Work required. Return every line of the listing that contains the string "shirt". Case counts.

[start Supplied records]

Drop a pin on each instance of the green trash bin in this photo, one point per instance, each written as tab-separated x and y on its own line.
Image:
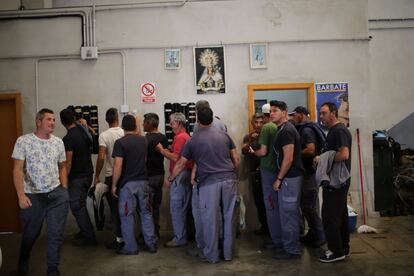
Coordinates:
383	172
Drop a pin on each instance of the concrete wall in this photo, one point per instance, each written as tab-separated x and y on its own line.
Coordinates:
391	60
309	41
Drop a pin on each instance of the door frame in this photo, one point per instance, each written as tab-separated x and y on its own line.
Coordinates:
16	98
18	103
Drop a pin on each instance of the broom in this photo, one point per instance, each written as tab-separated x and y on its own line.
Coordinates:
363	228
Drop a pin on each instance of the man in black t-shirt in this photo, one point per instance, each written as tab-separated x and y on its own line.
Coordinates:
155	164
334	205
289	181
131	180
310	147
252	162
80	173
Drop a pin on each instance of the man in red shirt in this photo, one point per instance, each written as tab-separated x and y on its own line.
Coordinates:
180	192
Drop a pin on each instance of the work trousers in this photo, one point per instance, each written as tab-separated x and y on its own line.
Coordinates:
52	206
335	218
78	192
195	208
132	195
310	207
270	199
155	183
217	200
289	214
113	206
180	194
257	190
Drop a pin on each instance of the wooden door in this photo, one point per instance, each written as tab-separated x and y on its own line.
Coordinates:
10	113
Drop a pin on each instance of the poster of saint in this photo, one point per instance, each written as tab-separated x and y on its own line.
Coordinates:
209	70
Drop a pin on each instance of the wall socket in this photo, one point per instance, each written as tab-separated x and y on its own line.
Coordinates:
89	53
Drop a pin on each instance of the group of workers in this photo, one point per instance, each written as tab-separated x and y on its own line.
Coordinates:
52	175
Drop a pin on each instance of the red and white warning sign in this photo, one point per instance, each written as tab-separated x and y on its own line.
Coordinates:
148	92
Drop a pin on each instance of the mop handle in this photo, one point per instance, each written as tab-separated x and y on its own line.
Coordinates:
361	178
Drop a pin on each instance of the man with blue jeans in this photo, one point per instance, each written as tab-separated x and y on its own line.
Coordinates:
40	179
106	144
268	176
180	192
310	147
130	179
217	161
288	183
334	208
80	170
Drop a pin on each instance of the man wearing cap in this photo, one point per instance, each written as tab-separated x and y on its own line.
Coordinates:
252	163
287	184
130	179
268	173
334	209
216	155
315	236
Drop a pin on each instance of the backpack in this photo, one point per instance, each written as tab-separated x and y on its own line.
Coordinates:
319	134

[end Supplied records]
[start Supplied records]

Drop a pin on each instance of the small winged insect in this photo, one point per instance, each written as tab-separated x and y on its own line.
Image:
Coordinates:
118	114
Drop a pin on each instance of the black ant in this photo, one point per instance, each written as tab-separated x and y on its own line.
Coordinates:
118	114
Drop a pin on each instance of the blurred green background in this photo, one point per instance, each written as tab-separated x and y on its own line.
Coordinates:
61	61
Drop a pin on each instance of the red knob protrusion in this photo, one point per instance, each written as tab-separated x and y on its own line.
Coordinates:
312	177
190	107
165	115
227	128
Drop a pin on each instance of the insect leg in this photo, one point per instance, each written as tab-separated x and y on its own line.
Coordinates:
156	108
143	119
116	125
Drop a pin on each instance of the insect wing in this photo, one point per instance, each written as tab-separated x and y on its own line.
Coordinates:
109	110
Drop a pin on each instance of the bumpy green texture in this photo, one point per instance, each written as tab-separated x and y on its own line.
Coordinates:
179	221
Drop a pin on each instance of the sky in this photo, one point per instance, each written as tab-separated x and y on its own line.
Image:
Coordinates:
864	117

[end Supplied records]

Finished task.
Drop a pin on each instance of the man in black t-shirt in this photo, one point per instance, each written as tab-separated x and y on its own line.
Drop a pin on each instance of the man in red shirt in this photo, one point per instance, each written as tab-separated x and y on its own line.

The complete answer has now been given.